- **SHORT EXERCISE 1**:
Identify every line in the records below that contains the string "fence", and copy each of those lines.

- **TEXT BLOCK**:

################

The plan to cut up to 34 security police officer jobs at the Y-12 National Security Complex hasn’t changed, despite a breach of a high-security area early Saturday morning by three anti-nuclear weapons activists, a federal spokesman said Wednesday.
Steven Wyatt, spokesman for the National Nuclear Security Administration, said the decision is not being re-evaluated.
“The size of the protective force is determined through a comprehensive process that considers a number of factors, which have not changed since the decision to reduce the size of the protective forces was made,” Wyatt said in a Wednesday evening e-mail.
The plan, which also calls for the reduction of three staff positions at Y-12 and more cuts at the East Tennessee Technology Park, was developed after reviews by the NNSA, the U.S. Department of Energy’s Oak Ridge Office, and security contractor WSI Oak Ridge.

################

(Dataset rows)
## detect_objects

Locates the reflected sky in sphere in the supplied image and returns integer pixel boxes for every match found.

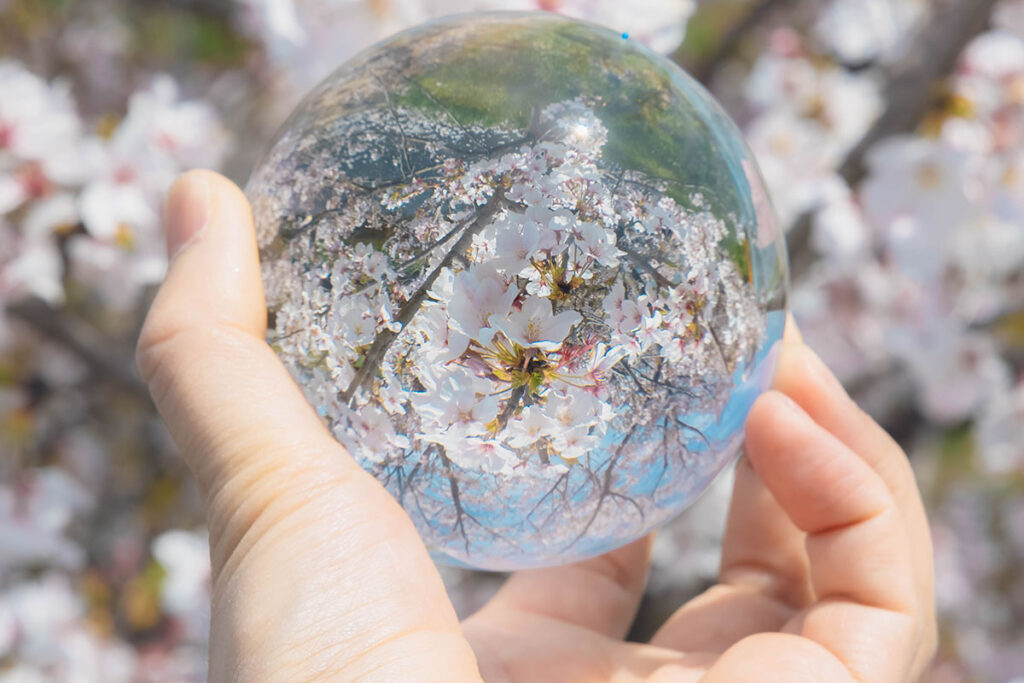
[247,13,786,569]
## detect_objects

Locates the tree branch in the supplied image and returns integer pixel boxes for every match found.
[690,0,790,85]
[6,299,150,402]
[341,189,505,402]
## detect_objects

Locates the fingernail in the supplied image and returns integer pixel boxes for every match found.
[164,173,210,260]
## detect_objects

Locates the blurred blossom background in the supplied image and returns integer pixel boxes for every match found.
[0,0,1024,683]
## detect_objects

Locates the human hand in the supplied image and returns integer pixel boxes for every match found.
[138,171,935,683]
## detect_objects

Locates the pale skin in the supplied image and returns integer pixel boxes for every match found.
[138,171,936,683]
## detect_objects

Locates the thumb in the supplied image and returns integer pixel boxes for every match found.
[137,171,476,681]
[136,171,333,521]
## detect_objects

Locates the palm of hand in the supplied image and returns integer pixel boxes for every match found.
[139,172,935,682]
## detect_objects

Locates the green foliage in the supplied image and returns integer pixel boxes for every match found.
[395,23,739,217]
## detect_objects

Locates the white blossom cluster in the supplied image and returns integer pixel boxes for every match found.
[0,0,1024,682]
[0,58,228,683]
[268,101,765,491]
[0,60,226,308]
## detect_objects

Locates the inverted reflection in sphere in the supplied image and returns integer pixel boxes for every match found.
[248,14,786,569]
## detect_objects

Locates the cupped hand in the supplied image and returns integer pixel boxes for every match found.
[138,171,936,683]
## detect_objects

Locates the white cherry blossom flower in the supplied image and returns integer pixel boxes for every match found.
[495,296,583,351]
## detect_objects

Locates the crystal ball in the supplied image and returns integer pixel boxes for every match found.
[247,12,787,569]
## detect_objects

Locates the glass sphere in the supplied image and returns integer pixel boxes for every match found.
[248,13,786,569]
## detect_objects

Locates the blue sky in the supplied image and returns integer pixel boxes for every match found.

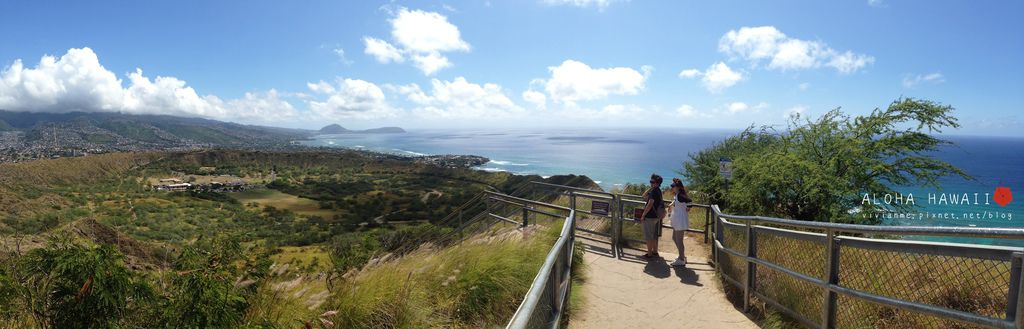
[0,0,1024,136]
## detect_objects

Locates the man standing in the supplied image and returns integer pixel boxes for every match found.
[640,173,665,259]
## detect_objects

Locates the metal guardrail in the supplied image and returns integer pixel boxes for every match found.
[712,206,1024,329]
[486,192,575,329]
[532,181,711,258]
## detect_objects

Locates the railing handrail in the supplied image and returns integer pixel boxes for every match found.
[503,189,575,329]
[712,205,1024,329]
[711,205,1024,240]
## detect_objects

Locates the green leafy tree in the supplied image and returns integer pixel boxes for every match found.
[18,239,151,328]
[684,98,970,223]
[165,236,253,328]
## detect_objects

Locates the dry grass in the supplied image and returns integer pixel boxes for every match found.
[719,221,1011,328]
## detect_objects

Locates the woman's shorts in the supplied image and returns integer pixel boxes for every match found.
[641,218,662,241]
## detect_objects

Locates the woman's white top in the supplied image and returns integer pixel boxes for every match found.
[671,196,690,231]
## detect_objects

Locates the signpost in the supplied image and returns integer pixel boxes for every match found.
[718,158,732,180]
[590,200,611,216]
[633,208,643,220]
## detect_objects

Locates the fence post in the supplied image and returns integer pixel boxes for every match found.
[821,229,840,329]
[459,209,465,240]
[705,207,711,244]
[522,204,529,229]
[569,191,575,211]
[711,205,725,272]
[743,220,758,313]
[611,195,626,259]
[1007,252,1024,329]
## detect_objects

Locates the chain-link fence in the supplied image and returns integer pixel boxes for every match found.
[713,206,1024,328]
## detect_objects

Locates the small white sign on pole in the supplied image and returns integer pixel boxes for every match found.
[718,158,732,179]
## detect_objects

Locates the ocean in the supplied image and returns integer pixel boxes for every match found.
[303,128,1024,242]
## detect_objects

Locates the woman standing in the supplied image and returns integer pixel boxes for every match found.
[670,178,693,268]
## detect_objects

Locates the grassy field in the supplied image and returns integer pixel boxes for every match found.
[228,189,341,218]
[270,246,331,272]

################

- **SHORT EXERCISE 2**:
Go on with the news report above about the planned cuts to security police jobs at Y-12, starting from where it stops.

- **EXPECTED ANSWER 1**:
Locates the fence post in the supplied image and returns integer pixel boxes for every match found.
Locates the chain-link fence in the supplied image and returns integer pixel boxes for every match found.

- **EXPECTED ANSWER 2**:
WSI employees at Y-12 and ETTP will be offered a voluntary separation program, or VSP, and applications will be accepted until Friday, WSI Oak Ridge said in a recent statement. Those who are accepted will work through Sept. 28.
In the statement, WSI Oak Ridge Public Affairs Manager Courtney Henry said the staff reductions would not affect security at Oak Ridge facilities “due to dramatic improvements in physical security that have been completed in recent years at Y-12 and to changes in mission at ORO.”
Henry declined to comment Monday, referring questions to Wyatt.
On Wednesday, B&W Y-12, the management and operating contractor at Y-12, ordered a security stand down at the plant, meaning all nuclear operations have been halted through sometime next week.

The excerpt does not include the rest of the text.